Given passage
%%
Source: Klein NP, Lewis E, Baxter R, et al. Measles-containing vaccines and febrile seizures in children aged 4 to 6 years. Pediatrics. 2012;129(5):809-814; doi:10.1542/peds.2011-3198. See AAP Grand Rounds commentary by Dr. Robert Tolan, Jr (subscription required).
PICO
Question: Among US children aged 4 to 6 years, do measles-containing vaccines lead to an increased risk of febrile seizures?
Question type: Intervention
Study design: Retrospective cohort
This CDC-based study provided some reassuring news regarding combined measles-mumps-rubella-varicella (MMRV) vaccine administered to 4 to 6 year-old children. Prior studies had found a slight increased risk associated with MMRV, compared to separate MMR and V (MMR + V) vaccines for the first dose at 1 year of age with an excess risk of 1 additional seizure per 2300 doses of MMRV. In this new study, no significant difference was noted in febrile seizures among children in this older population receiving MMRV (1 per 86,750 vaccine doses) versus MMR + V (0 per 67,438 doses). Good news allowing us to be reassuring about the combined vaccine in 4 - 6 year olds.
When one observes only 1 event in the two groups comprising over 150,000 vaccine doses, standard statistical methodology could be misleading. Just because no events were observed of course doesn't imply the risk is actually zero. A few years ago, Michael Aldous penned a nice commentary on "zero numerators" in AAP Grand Rounds. It is particularly helpful to pay attention to confidence intervals in this situation, also a topic examined in a prior AAP Grand Rounds. Confidence intervals provide a look at worst-case scenarios in statistical analysis; if the worst-case number still looks pretty good, that's very reasssuring. In the current article, the authors did just that, and the results show that, at worst, MMRV vaccine likely has a risk of febrile seizure no greater than 1 in 15,500 doses, while MMR + V was no greater than 1 in 18,000.
These vaccine studies were carried out using data from the Vaccine Safety Datalink Project of the CDC, which monitors adverse vaccine events in 10 managed care organizations.
%%
Could you pull out everything in the vaccine study summary from "Source: Klein NP, Lewis" down to "Jr (subscription required).", word for word?

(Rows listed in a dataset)
%%
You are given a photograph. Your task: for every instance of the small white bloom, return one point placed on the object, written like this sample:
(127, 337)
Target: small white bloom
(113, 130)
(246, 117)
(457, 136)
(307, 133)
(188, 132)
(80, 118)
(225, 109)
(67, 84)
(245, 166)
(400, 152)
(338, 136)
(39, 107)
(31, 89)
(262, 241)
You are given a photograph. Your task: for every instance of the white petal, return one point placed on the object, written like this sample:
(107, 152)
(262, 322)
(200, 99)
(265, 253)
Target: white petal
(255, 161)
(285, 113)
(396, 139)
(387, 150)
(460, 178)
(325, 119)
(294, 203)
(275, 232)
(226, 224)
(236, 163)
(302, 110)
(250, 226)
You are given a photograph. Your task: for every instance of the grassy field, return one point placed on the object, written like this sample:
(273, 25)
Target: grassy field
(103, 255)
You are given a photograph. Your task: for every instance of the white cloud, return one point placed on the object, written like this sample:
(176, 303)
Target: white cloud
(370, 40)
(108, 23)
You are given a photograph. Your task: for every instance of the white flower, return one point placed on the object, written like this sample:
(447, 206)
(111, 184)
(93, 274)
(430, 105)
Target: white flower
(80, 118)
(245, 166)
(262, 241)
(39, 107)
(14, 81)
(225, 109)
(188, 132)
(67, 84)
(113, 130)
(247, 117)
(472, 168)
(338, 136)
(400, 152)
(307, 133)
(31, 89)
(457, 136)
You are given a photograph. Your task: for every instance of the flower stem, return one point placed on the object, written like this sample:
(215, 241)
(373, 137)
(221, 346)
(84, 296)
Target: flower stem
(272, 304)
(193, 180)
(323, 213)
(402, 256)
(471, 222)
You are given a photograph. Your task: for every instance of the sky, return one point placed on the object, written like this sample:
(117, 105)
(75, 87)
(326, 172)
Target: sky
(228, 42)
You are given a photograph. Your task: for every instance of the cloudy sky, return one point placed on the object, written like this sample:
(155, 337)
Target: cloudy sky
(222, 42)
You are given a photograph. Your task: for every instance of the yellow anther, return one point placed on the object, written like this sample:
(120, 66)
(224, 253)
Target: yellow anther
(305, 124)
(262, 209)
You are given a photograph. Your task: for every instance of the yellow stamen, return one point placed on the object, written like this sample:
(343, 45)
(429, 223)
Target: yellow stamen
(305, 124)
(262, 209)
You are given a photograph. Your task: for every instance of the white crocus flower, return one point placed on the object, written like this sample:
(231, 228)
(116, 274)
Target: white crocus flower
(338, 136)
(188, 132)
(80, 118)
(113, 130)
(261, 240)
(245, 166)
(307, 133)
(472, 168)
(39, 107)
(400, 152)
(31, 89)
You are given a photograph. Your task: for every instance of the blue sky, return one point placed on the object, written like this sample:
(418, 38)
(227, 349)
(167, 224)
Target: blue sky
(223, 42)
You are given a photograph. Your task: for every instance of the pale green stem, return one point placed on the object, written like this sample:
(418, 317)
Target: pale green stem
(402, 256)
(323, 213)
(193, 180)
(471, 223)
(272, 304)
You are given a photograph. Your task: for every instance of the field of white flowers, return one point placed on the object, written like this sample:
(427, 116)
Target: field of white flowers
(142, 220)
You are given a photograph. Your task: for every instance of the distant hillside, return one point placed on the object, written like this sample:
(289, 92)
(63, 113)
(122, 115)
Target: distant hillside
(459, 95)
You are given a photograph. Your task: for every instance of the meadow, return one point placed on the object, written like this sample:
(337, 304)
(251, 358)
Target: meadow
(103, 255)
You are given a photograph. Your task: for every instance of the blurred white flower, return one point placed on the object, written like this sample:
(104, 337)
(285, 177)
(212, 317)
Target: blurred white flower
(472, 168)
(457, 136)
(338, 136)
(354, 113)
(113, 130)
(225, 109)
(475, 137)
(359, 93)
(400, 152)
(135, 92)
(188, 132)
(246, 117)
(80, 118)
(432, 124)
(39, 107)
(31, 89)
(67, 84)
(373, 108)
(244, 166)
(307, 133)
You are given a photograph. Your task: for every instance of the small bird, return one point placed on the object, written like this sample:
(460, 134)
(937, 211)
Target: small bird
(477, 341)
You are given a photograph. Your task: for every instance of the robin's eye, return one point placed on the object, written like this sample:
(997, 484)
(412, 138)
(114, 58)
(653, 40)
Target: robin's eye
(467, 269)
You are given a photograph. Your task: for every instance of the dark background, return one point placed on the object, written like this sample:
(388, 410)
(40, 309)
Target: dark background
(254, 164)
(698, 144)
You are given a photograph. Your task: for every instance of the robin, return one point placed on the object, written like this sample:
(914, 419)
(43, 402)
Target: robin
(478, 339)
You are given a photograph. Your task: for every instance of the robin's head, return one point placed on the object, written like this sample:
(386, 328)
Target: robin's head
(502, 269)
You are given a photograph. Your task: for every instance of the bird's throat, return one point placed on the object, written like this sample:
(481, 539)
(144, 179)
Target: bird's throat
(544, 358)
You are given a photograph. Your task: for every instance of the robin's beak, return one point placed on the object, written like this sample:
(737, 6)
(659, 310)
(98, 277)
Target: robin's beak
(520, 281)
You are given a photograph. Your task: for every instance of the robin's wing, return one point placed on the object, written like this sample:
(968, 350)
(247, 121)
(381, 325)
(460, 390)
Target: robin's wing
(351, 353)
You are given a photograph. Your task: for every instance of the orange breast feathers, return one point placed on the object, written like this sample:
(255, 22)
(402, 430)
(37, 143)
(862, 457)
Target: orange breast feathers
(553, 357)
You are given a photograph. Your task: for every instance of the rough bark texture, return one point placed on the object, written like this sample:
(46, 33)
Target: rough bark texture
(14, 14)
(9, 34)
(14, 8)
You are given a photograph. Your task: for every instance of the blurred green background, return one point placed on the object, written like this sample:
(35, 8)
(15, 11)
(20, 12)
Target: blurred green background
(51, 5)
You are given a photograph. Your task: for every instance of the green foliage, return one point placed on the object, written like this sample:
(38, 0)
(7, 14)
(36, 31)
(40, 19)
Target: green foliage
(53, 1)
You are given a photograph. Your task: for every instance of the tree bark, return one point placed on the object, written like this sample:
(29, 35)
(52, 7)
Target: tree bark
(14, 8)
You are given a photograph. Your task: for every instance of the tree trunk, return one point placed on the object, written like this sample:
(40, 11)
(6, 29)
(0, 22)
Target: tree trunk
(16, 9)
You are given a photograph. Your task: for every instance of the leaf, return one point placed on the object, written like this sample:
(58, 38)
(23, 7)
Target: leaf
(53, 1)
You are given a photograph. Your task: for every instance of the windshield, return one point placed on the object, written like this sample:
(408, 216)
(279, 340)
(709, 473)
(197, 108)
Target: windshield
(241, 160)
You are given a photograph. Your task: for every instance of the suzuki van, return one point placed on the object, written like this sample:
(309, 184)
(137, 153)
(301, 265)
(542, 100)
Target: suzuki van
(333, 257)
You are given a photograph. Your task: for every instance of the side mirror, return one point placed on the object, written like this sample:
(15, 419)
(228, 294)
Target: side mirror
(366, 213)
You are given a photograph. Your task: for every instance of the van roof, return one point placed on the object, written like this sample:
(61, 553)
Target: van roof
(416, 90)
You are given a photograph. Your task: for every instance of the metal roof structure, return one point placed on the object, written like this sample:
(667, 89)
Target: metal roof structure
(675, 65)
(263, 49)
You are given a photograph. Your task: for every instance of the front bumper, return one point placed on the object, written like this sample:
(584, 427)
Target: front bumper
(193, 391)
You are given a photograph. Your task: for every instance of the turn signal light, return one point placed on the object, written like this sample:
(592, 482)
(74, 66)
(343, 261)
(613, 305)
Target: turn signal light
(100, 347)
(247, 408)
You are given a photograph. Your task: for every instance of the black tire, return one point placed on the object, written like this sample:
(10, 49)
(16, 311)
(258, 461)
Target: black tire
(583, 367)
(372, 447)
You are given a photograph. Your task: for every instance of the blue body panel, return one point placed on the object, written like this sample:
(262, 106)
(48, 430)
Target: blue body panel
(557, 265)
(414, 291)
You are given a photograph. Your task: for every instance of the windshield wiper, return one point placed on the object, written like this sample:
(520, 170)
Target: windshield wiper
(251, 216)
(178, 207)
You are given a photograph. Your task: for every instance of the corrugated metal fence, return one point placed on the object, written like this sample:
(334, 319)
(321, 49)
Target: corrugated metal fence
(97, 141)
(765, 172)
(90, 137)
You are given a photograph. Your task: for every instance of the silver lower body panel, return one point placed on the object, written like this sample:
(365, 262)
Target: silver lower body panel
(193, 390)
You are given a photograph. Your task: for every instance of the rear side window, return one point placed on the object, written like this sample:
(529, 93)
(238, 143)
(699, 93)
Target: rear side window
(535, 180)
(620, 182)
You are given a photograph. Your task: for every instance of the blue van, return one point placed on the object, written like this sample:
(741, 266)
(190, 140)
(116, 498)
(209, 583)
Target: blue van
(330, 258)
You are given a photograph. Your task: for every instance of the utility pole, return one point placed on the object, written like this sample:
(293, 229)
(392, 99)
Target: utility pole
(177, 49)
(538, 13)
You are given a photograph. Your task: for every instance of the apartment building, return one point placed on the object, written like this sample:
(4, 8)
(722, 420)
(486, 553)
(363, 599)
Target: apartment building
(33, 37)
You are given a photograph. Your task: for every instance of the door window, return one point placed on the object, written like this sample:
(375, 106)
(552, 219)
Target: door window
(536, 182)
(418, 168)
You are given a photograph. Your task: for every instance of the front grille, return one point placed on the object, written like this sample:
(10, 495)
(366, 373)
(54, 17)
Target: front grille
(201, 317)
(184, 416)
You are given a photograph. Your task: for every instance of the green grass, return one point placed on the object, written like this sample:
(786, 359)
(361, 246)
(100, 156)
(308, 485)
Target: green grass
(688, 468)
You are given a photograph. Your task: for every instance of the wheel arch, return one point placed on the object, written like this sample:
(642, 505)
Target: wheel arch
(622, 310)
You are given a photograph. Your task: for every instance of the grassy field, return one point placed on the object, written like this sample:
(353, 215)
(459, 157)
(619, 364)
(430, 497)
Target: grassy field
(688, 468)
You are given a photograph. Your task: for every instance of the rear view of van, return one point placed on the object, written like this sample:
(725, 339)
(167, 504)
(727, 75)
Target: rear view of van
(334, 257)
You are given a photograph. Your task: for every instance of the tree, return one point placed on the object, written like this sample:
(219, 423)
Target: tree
%%
Exercise response
Source: Klein NP, Lewis E, Baxter R, et al. Measles-containing vaccines and febrile seizures in children aged 4 to 6 years. Pediatrics. 2012;129(5):809-814; doi:10.1542/peds.2011-3198. See AAP Grand Rounds commentary by Dr. Robert Tolan, Jr (subscription required).